EXTRAIT DE L'ENTRETIEN =>
Journaliste colombien proche des milieux uribistes et auteur d’un livre sur les Farc, Eduardo Mackenzie analyse sans complaisance les résultats du premier tour de l’élection présidentielle et les perspectives du second qui aura lieu le 20 juin prochain.
- Comment voyez-vous le second tour ?
Edouardo Mackenzie : ce sera une bataille électorale plus claire car les électeurs ont dit au premier tour ce qu’ils voulaient pour la Colombie des quatre prochaines années et montré quelle était la force réelle des deux candidats. Ils ont mis une grande distance entre le premier et le second pour indiquer qu’ils refusent un projet contre le sécurité démocratique. Les Colombiens ne veulent pas des confuses expérimentations d’Antanas Mockus.
- Pourquoi Juan Manuel Santos n’est pas parvenu à gagner dès le premier tour ?
E. M : parce qu’avant le premier tour, il y a eu une division formelle de l’uribisme. Le Parti conservateur a menacé d’expulsion ceux qui soutiendraient ou adhéreraient à la candidature de Santos au premier tour, ce qui a fait peur à beaucoup d’entre eux sauf aux 53 leaders de ce parti qui s’en sont allé à partir de ce moment chez Juan Manuel Santos. Cet empêchement n’existe plus maintenant et Santos sera, enfin, soutenu par tous les uribistes des autres partis : conservateur, libéral, Cambio radical et les autres sans partis. Jusqu’aux mockusiens désenchantés voteront pour lui…
“ "Les enquêtes sont devenues folles. Les sondeurs ont-ils joué à gonfler le candidat de Mockus ?“ "
- Le phénomène Mockus a-t-il été uniquement médiatique ?
E. M : le courant de Mockus a démontré, aux élections législatives de mars, qu’il était minoritaire : il a obtenu seulement 4,3% des votes. Il l’est resté jusqu’à ce qu’il s’unisse à Sergio Fajardo [ex maire de Medellin] . Le 9 avril, deux instituts de sondages ont annoncé qu’il atteignait 20%, après avoir toujours été autour des 9%, loin de Noemí Sanín (17%) et de Santos avec 36%. Une semaine auparavant, le politologue Fernando Giraldo avait prophétisé que Mockus, grâce à son alliance avec l’ex maire de Medellín, dépasserait Sanín. Les enquêtes sont devenues folle à partir de ce moment. On a parlé de « vague verte », d’une ascension irrésistible. Se sont-ils trompés ? Sans doute. Ont-ils joué à gonfler cette figure ? On ne le sait toujours pas et une enquête indépendante à ce sujet serait une bonne chose. Maintenant les sondeurs essayent de sortir de cette mauvaise passe en disant qu’ils savaient à la dernière heure que Santos gagnerait le premier tour, mais qu’ils ne pouvaient pas le dire. Cette explication est peu convaincante.
- La Colombie doit-elle compter avec une nouvelle opposition ?
E. M : pourquoi pas ? Cela fait partie de tout système démocratique. Les gouvernements colombiens ont toujours accepté, et étaient même à l’écoute, de l‘opposition. Mais il y a opposition et opposition. Il existe un type d’opposition, inacceptable, qui se fait depuis l’étranger, et qui cherche à démolir la Constitution et la démocratie. Elle utilise la tromperie et la violence pour imposer son programme suicidaire. Cette opposition fait du mal à la Colombie et ne peut être tolérée, ni une seule minute.

CONSIGNE ÉCRITE 1 =>
Dans les entrées, changez « photograph » en « picture » sur la partie qui commence à la première ligne et se termine par la ligne contenant « point(362, 40) », incluse, sans modifier le reste. Ne reprenez pas les images dans la réponse.
Les entrées n'ont aucun rapport avec l'entretien.

[Lignes de données]
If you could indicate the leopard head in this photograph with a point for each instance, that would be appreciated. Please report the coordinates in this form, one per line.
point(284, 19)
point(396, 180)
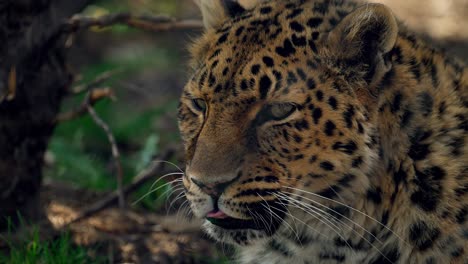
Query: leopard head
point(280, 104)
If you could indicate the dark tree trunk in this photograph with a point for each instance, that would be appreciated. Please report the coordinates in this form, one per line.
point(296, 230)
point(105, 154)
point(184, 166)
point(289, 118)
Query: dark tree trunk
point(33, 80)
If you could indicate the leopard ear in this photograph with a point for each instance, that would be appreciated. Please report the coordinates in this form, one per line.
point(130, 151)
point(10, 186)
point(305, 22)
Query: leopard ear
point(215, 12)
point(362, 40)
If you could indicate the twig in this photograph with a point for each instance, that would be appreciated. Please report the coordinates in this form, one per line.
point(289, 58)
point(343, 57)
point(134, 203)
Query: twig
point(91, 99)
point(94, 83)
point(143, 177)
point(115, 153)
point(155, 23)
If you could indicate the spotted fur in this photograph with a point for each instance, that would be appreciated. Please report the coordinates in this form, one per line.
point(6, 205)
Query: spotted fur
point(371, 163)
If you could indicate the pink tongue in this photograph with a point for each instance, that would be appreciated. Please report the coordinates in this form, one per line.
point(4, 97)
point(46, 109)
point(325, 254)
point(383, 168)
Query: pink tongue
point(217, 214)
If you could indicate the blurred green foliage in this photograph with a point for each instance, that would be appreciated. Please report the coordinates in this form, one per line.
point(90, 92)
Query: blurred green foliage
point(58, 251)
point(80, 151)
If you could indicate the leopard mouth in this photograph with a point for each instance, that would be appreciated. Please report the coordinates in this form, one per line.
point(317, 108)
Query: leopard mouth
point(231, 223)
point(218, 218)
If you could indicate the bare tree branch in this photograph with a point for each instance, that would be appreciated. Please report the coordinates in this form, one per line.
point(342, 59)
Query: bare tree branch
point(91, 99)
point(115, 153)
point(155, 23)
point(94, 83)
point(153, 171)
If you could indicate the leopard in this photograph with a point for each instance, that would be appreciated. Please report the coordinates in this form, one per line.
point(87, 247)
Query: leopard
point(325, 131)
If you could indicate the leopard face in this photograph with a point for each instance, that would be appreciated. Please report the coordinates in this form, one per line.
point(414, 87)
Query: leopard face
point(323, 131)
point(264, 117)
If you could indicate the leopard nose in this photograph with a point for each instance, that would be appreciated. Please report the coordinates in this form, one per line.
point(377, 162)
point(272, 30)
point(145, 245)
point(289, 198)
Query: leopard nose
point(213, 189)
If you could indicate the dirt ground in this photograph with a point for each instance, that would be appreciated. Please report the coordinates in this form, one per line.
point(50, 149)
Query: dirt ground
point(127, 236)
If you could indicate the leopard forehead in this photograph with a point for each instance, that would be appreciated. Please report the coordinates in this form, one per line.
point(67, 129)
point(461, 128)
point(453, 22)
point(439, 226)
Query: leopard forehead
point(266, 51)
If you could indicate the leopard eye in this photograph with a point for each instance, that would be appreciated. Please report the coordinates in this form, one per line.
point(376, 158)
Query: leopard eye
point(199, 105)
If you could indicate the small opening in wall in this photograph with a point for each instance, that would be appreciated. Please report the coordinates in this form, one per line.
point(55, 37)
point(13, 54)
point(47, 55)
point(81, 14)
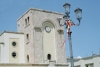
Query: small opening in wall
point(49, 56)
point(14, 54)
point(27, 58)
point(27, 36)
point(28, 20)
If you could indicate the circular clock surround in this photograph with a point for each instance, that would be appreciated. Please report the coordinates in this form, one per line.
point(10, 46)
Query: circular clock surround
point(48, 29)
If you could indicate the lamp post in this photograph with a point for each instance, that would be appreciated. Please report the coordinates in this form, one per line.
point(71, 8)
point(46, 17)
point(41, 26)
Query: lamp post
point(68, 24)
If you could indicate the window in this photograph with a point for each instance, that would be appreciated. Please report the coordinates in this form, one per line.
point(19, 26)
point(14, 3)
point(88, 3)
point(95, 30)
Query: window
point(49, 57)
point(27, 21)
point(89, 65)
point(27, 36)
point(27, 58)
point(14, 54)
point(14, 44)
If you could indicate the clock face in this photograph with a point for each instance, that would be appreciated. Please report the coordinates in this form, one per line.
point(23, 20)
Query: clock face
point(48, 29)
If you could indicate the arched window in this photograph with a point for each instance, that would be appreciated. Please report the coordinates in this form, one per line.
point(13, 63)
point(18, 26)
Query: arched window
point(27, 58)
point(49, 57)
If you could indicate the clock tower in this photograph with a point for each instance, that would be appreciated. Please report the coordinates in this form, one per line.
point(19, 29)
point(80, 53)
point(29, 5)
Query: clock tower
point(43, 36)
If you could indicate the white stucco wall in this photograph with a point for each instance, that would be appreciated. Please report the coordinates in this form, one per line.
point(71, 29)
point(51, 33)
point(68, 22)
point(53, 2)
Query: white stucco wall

CONSIGNE ÉCRITE 2 =>
Recopiez, s'il vous plaît, le passage de l'entretien qui commence par les mots « Edouardo Mackenzie : ce » et se termine par « premier tour ? ».

SOLUTION DÉTAILLÉE 1 =>
If you could indicate the leopard head in this picture with a point for each instance, that would be appreciated. Please report the coordinates in this form, one per line.
point(284, 19)
point(396, 180)
Query: leopard head
point(280, 104)
If you could indicate the dark tree trunk in this picture with a point for each instance, that would be appreciated. Please report the coordinates in this form, one per line.
point(296, 230)
point(105, 154)
point(184, 166)
point(289, 118)
Query: dark tree trunk
point(33, 80)
If you could indicate the leopard ear in this picture with a point for each instance, that would be appreciated. Please report the coordinates in this form, one per line.
point(130, 151)
point(10, 186)
point(305, 22)
Query: leopard ear
point(215, 12)
point(362, 40)

SOLUTION DÉTAILLÉE 2 =>
Edouardo Mackenzie : ce sera une bataille électorale plus claire car les électeurs ont dit au premier tour ce qu’ils voulaient pour la Colombie des quatre prochaines années et montré quelle était la force réelle des deux candidats. Ils ont mis une grande distance entre le premier et le second pour indiquer qu’ils refusent un projet contre le sécurité démocratique. Les Colombiens ne veulent pas des confuses expérimentations d’Antanas Mockus.
- Pourquoi Juan Manuel Santos n’est pas parvenu à gagner dès le premier tour ?